■ TO DO ■
Beginning with the line where "rough mask: <svg" appears, retype every remaining line of the data below, both the first and last included.

********************

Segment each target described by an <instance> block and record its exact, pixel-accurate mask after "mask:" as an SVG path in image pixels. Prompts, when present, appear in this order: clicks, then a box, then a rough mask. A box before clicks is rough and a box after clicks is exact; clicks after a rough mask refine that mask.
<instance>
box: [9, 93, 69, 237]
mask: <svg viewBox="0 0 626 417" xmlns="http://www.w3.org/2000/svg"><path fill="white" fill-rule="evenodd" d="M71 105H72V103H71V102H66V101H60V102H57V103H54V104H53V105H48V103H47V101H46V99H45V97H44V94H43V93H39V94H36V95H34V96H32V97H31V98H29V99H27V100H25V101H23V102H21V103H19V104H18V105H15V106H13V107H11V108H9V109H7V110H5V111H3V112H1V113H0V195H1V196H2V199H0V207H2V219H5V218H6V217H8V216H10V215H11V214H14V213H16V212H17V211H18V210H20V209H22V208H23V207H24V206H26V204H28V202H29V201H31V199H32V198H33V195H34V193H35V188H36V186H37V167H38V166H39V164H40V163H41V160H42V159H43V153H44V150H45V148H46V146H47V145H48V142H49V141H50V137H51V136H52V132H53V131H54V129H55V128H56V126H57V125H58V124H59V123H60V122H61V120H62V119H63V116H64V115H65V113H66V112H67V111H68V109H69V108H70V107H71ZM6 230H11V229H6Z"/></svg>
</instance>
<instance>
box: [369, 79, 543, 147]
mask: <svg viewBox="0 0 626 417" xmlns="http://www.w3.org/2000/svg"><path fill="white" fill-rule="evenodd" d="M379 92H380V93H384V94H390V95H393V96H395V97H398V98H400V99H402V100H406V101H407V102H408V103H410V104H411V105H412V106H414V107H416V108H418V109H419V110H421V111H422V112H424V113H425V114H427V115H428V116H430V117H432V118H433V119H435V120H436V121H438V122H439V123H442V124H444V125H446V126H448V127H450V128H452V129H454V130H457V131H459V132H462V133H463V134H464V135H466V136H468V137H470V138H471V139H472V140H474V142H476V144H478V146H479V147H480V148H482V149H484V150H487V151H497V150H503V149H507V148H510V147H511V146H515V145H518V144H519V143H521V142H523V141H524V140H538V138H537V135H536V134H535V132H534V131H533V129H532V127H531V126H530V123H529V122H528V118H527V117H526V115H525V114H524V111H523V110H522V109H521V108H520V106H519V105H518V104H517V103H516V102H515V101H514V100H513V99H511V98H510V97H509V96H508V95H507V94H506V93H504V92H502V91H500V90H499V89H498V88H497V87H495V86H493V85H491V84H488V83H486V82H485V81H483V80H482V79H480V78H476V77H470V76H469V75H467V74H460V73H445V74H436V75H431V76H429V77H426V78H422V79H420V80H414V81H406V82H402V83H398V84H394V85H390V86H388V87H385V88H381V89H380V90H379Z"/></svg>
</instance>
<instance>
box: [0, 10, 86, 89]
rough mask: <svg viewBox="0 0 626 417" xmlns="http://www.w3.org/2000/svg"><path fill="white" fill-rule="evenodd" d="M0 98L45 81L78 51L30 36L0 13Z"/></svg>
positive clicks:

********************

■ TASK SOLUTION ■
rough mask: <svg viewBox="0 0 626 417" xmlns="http://www.w3.org/2000/svg"><path fill="white" fill-rule="evenodd" d="M0 98L45 81L78 51L30 36L0 13Z"/></svg>
positive clicks:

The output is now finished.